> _Tasks to perform_
**A.** In the post on managing C++ libraries, what does the public part of a header file serve as?
**B.** Summarize the post on managing C++ libraries in two sentences.
**C.** Write the next part of the post on managing C++ libraries, picking up after its final sentence.

> _Text excerpt_
+-------+
[comp.lang.c++] Managing C++ Libraries: Subdirectories and .c files

coggins@coggins.cs.unc.edu (Dr. James Coggins) (11/03/88)
Managing C++ Libraries: Subdirectories and .c Files

James Coggins and Greg Bollella
Computer Science Department
UNC-Chapel Hill

Organizing a library in a hierarchical directory structure simplifies
development, maintenance, and use of the library by contributing to
two desirable goals: (1) Separation of concerns and (2) Information
hiding. 

Part of the justification for object-oriented design is the formal
separation of the concerns of the user, designer, and implementer of a
class.  In C++, the interfaces between these communities is formalized
in the header file.  The public part of the header file is a contract
between the user community and the class designer.  The entire header
file is a contract between the class designer and the implementer. It
is only natural that this separation of concerns should be reflected
in the large-scale organization of a library as well as in the
small-scale coding structures.  The encapsulation implemented in the
"class" concept is reinforced by physically separating the code of
different class implementations.  A single directory containing links
to headers helps to reinforce the separation between user concerns
(requiring frequent access to headers of many classes) and implementer
concerns (requring access to code and header of the particular class
being implemented). 

The humble admission of the limited capacity of short-term memory leads
to the technique called information hiding (encapsulation).  We seek
to minimize the amount of data that a software developer or user must
manipulate at one time to correctly use the system.  This notion is an
essential justification of object-oriented design and should be
reflected in the large-scale structure of libraries as well as in the
design of code and languages. A suitable directory hierarchy hides
code, headers, and administrative concerns that are irrelevant to the
current activity.  Minimizing the number of names that must be
understood or manipulated at once ("surface area" in software physics
terms) is an important technique for simplifying the use of a large
body of software.
+-------+
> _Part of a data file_
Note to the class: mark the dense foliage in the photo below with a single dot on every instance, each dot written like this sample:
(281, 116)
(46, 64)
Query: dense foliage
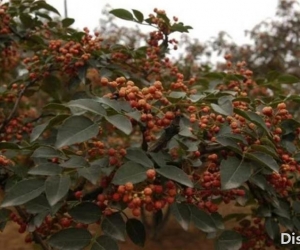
(97, 134)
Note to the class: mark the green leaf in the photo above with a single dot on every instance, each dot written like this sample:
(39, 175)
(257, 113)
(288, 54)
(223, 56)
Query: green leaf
(9, 145)
(48, 153)
(76, 129)
(46, 169)
(234, 172)
(218, 220)
(139, 156)
(182, 214)
(86, 212)
(180, 27)
(177, 94)
(70, 239)
(229, 240)
(264, 160)
(288, 79)
(23, 192)
(175, 174)
(272, 228)
(4, 218)
(129, 172)
(202, 220)
(67, 22)
(121, 122)
(43, 5)
(75, 161)
(253, 117)
(114, 226)
(136, 115)
(110, 103)
(136, 232)
(229, 142)
(56, 107)
(265, 149)
(196, 98)
(91, 173)
(38, 205)
(56, 187)
(79, 105)
(259, 180)
(138, 15)
(122, 13)
(105, 242)
(52, 85)
(220, 110)
(296, 206)
(26, 20)
(39, 129)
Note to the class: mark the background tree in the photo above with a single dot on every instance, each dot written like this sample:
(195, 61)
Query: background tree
(96, 132)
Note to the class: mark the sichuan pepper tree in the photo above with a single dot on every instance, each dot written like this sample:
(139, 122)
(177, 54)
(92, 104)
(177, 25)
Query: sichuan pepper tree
(97, 134)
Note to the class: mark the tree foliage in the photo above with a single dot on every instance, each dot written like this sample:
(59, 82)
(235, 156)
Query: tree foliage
(95, 132)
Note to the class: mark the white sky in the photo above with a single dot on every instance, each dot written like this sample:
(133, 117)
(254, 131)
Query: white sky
(207, 17)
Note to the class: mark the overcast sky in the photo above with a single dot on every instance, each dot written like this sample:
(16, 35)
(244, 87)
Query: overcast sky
(207, 17)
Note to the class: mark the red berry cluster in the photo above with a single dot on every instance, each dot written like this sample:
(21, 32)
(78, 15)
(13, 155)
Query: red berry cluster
(254, 234)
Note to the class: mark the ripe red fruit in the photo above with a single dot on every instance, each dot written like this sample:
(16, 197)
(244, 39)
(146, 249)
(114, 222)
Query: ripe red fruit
(136, 212)
(281, 105)
(158, 189)
(111, 152)
(101, 197)
(121, 189)
(78, 194)
(129, 186)
(151, 173)
(65, 222)
(158, 205)
(268, 111)
(116, 197)
(147, 191)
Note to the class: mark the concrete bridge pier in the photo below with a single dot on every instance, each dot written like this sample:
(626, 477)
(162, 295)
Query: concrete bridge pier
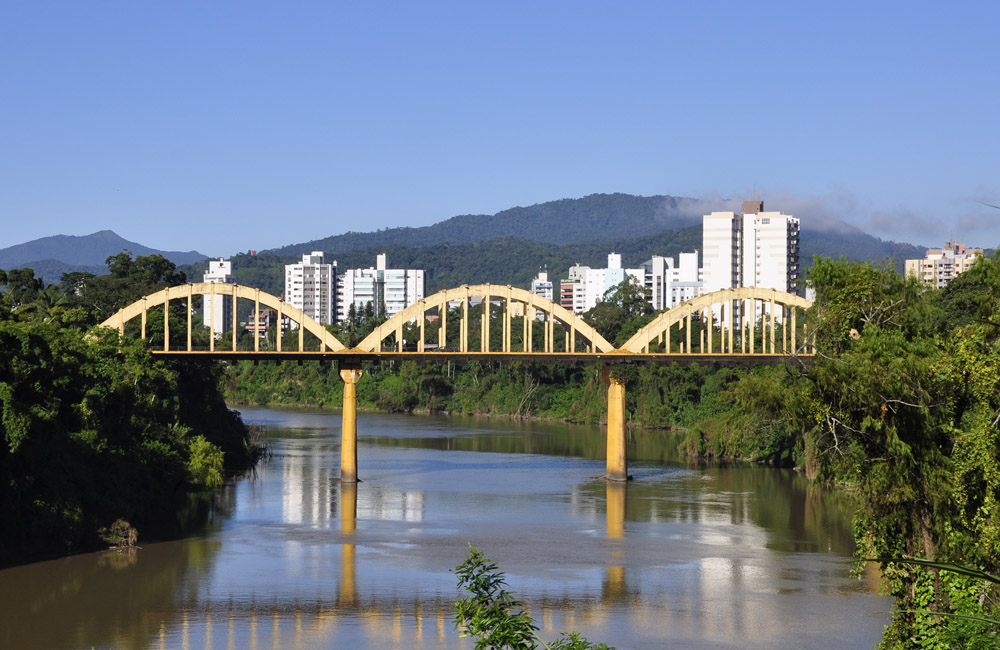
(617, 466)
(349, 427)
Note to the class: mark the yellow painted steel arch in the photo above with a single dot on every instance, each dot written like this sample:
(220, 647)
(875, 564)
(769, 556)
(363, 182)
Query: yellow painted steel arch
(532, 303)
(307, 323)
(640, 341)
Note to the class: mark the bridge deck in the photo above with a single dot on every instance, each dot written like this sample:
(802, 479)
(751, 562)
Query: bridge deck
(461, 357)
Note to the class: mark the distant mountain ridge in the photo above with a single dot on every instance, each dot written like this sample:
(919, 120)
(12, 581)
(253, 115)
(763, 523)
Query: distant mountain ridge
(596, 218)
(593, 217)
(50, 257)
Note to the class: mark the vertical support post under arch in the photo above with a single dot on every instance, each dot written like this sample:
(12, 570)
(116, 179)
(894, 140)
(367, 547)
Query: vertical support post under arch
+-------+
> _Final results_
**A.** A contract between the user community and the class designer.

**B.** Organizing a C++ library in a hierarchical directory structure supports separation of concerns by physically separating different class implementations and keeping the user's access to headers apart from the implementer's work on one class. It also supports information hiding by concealing code, headers, and administrative concerns irrelevant to the current activity, which reduces the number of names a developer or user must handle at once.

**C.**
We organize Dr. Coggins' library in a three-level directory hierarchy
as shown in the simplified example below.  The library is located
under a directory (called "mainlib" below) with subdirectories for
sub-libraries consisting of groups of related classes - several of
these groups are stand-alone inheritance hierarchies, while others are
collections of topically related classes.  Each class has its own
subdirectory in the appropriate sublibrary.  Of course, a smaller
library might be organized without the intermediate level; the main
directory might contain the class subdirectories. Since users most
often refer to header files, we have another subdirectory called
"headers" that contains soft links (ln -s) to all of the .h files
throughout the library.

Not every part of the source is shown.